Input
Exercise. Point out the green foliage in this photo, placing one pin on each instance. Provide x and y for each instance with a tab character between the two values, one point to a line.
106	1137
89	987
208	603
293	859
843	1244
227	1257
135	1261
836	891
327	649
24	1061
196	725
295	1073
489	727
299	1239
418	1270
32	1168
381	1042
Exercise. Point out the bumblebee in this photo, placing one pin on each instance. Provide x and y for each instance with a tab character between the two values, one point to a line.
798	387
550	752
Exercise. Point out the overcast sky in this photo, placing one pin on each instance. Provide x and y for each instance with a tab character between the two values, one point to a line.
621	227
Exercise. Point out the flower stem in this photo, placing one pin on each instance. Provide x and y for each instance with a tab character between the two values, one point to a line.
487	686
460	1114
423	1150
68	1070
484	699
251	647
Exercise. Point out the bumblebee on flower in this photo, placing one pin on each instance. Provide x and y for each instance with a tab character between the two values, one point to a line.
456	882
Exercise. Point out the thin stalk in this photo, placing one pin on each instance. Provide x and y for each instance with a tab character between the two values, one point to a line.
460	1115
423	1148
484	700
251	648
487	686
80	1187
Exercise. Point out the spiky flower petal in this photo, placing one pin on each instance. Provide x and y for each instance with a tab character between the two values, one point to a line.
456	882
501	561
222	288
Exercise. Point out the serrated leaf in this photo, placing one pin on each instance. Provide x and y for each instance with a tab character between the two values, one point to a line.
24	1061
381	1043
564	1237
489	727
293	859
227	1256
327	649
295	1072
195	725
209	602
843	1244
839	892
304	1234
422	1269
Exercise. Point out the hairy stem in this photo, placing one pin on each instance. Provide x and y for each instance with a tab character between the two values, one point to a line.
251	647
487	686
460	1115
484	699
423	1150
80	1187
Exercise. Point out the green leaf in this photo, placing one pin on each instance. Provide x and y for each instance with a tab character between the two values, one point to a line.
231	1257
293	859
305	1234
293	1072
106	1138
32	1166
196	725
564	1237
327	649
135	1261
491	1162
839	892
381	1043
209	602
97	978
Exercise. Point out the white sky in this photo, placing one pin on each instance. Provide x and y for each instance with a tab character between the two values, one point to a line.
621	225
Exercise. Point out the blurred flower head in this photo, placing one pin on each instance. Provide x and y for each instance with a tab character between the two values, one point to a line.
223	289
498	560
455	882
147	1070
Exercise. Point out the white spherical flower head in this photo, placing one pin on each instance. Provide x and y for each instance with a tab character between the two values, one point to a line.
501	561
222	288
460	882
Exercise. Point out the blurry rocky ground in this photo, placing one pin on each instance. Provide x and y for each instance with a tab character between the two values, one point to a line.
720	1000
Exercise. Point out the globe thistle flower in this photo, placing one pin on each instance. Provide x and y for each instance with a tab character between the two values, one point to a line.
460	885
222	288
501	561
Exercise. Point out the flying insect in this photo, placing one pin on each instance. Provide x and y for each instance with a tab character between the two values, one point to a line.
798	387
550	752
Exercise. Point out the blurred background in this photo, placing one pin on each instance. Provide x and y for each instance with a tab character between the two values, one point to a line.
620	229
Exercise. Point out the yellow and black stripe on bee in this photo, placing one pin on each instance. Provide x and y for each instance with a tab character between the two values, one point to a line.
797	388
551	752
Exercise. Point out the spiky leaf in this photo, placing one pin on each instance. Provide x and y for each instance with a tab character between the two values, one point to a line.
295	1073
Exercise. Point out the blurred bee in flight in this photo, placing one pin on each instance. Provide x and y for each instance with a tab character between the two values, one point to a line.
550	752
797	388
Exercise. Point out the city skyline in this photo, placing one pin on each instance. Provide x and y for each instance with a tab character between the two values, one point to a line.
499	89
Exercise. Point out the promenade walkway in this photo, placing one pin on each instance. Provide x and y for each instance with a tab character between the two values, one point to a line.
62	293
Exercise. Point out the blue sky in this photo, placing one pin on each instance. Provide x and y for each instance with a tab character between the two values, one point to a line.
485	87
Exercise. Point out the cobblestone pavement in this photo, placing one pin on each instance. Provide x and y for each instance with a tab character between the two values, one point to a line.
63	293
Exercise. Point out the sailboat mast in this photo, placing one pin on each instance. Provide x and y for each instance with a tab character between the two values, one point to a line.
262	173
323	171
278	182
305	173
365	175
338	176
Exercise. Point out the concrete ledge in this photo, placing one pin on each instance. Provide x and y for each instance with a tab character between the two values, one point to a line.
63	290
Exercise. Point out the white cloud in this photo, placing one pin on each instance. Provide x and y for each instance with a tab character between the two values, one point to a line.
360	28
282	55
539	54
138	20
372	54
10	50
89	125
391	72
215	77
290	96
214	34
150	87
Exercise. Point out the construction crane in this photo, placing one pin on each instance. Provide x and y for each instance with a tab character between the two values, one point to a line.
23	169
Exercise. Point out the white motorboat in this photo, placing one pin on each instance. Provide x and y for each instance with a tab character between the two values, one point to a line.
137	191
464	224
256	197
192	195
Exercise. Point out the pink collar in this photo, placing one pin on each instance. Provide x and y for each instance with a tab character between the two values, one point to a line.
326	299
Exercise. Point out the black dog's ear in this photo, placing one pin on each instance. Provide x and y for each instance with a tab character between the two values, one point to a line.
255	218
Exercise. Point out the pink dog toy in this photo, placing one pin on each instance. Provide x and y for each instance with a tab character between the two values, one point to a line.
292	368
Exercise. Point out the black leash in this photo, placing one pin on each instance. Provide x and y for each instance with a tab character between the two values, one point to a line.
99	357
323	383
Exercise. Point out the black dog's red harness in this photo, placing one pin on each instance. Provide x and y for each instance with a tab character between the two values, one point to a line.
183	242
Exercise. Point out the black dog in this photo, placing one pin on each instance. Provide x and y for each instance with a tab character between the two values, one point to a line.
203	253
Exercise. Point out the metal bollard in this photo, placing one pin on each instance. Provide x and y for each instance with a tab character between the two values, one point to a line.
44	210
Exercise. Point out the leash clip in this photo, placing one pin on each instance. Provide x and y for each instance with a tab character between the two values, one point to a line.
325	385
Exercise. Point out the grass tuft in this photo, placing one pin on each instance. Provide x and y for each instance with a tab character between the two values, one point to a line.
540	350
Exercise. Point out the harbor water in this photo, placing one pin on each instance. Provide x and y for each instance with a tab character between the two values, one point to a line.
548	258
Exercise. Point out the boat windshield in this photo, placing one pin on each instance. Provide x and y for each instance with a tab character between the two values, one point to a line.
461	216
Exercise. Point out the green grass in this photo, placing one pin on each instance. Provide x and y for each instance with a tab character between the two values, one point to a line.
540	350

Directions for this task
Please copy only the lines from the one with "Exercise. Point out the harbor" through the final line of the records above, both ends included.

Exercise solution
Exercise. Point out the harbor water in this photo, placing one pin on each instance. Provide x and y for each instance with a tab character between the two values, one point to a line.
548	258
Exercise. Point out the boat windshield in this photo, placing one pin on each instance. Provide x and y for each instance with a tab character between the two values, one point to a line.
461	216
Exercise. Point out the green grass in this photo, placing one pin on each instance. Provide x and y for each instance with a tab character between the two values, one point to a line.
540	350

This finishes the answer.